# wood crumbs on windowsill in Fla.



## Startingover (Apr 18, 2012)

After spending the past yr doing nothing but stiping wallpaper and painting, this week I'm doing a thorough cleaning.

On a couple of windowsills, on new white paint, there is a lot of stuff. Not dust. It's more like wood crumbs. Too much that I didn't want to wipe it off and vacuumed it off instead.

I have found the big black carpenter ants in the yard. Once when weeding I grabbed a handful of weeds and watched as a big ant, threw his head back and took a chomp on my hand. Don't know what's in their bite, but it left a sore welt.

This is a brick house but it has a wood frame. I suppose I have to spend money to call pest control.

Has anyone else in Florida had this type of problem?


----------



## joecaption (Nov 30, 2011)

Do not clean it up until they come look at it.
Do not put this off.
If it was mine I sure would not call Orkin or Terminex unless you need a good laugh when they give you the price.


----------



## Startingover (Apr 18, 2012)

thanks Joe. I have a local guy who did my pre-move in inspection that I'll call. 

He'd already recommended doing termite control once I got settled in.

Excerpted data ::

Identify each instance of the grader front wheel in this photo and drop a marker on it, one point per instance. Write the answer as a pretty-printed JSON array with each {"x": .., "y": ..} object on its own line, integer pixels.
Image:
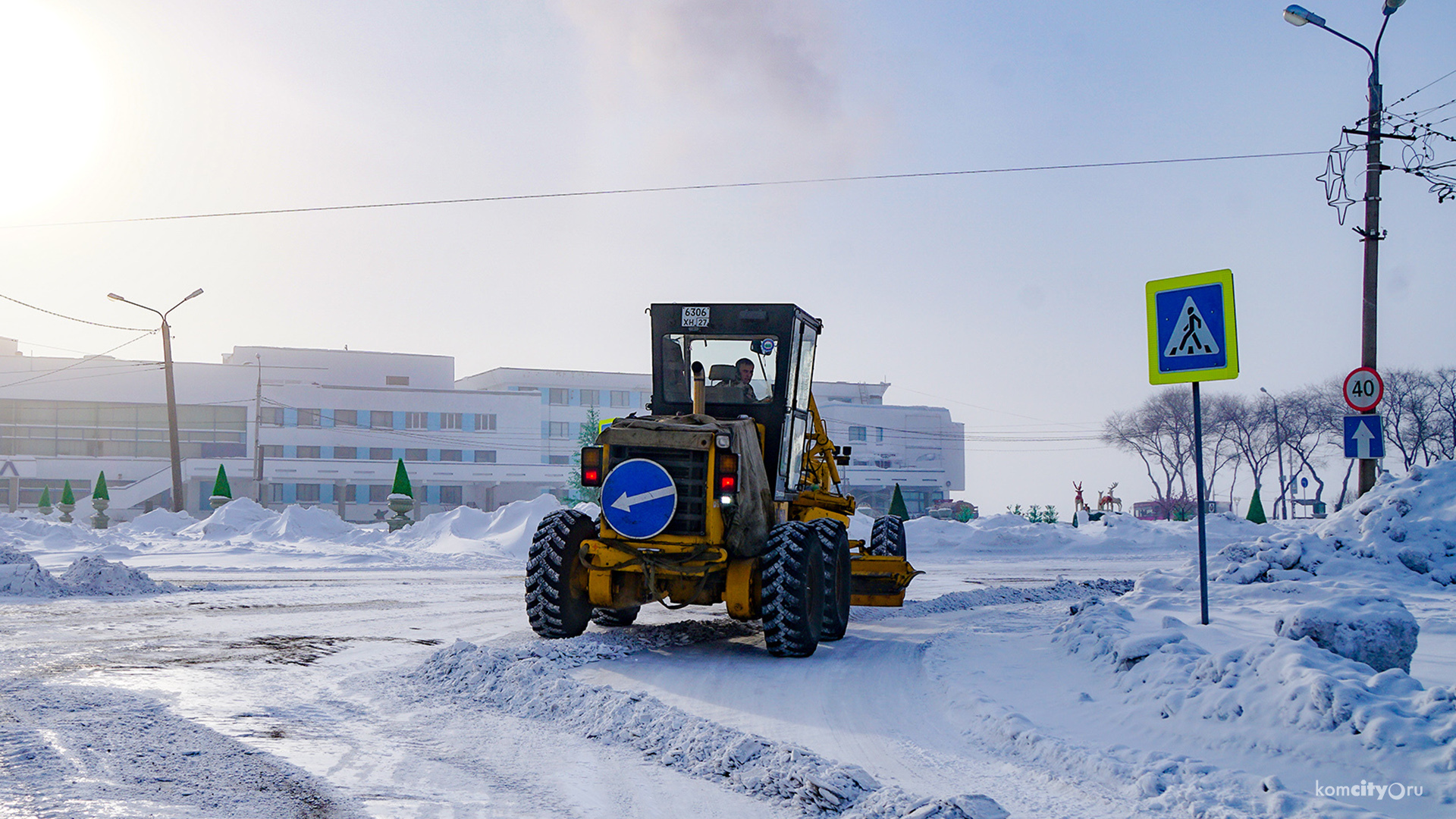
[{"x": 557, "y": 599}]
---
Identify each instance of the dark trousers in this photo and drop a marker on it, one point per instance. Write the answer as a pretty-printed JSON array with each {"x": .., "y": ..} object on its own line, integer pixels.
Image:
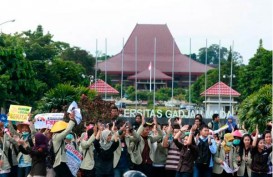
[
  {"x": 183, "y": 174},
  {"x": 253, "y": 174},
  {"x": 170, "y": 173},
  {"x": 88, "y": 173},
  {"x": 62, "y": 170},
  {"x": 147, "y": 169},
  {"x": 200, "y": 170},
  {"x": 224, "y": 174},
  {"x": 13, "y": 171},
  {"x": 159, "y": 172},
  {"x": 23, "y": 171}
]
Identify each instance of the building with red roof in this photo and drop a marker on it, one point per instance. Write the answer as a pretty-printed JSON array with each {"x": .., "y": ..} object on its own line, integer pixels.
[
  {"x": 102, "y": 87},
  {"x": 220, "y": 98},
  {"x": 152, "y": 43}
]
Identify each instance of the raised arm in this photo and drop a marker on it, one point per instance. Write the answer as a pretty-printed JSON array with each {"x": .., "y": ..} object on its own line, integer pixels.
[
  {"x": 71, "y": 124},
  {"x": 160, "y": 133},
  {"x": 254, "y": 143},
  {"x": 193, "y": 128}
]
---
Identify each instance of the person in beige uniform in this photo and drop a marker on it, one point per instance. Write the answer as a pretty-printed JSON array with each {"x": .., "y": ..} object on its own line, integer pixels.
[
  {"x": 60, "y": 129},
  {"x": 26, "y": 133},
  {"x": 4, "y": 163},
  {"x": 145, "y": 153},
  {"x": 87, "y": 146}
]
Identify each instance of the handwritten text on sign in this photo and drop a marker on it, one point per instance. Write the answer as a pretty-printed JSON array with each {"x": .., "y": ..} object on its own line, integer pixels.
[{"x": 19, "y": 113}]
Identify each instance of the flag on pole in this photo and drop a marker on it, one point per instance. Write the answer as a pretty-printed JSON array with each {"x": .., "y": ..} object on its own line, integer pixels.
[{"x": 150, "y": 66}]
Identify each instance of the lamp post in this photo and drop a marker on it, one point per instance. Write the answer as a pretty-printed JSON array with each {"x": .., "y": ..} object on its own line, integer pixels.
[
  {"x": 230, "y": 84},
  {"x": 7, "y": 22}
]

Problem set ::
a) In the forum thread about wood crumbs on a Florida windowsill:
(i) How did the original poster remove the crumbs instead of wiping them off?
(ii) What is the house built of?
(iii) Whom does the original poster plan to call?
b) Could you update the wood crumbs thread's part that opens with the words containing "# wood crumbs" and closes with "a thorough cleaning.", replacing "thorough cleaning" with "deep cleaning"?
c) Could you continue the forum thread about wood crumbs on a Florida windowsill from the point where it ends?
The records are separate material.

Answers for the exercise ::
a)
(i) By vacuuming them off.
(ii) Brick, with a wood frame.
(iii) A local guy who did the pre-move-in inspection.

b)
# wood crumbs on windowsill in Fla.



## Startingover (Apr 18, 2012)

After spending the past yr doing nothing but stiping wallpaper and painting, this week I'm doing a deep cleaning.

c)
In my last house that I sold here in Fla I had to pay for carpenter ant damage. I used to see big black ants going in my wood door frame but didn't know at the time they were going in to eat. Thankfully that house was CBS so less worry.


----------



## noquacks (Jun 5, 2010)

Guessing its termite "pellets"/wood dust. Rounded black- to dk brown poop. Carpenter ants are actually beter then termites as they EAT termites. Carp ants also are a friend sometimes as they indicate to you that there imay be a water leak/damage nearby that needs remediation. They are attracted to DAMP areas so, its a sign to you that maybe theres a roof leak/etc. Most Carp ants "damage" only dampened/rotted/moldy wood. They dont eat wood, they nest in it. But, sometimes they can "chew" off solid wood too.


----------



## Startingover (Apr 18, 2012)

noquaks,

thanks. That's a bit unnerving, but I'd nothing to do but face it. Someone will come next week. A neighbor just a block away had termite damage.

I'm just praying this isn't too expensive.

I know 'scat' is a way to identify animals in the woods. I never thought about termite scat. ugh.

Interesting info about carpenter ants. Is that what I come across out in my yard, when I was weeding, that bit me?


----------



## noquacks (Jun 5, 2010)

Startingover said:


> noquaks,
> 
> 
> Interesting info about carpenter ants. Is that what I come across out in my yard, when I was weeding, that bit me?


Maybe- coulda been fire ants. They bite me all the time. Did you get uggly welts after being bitten, with pustules forming? If so, fire ants.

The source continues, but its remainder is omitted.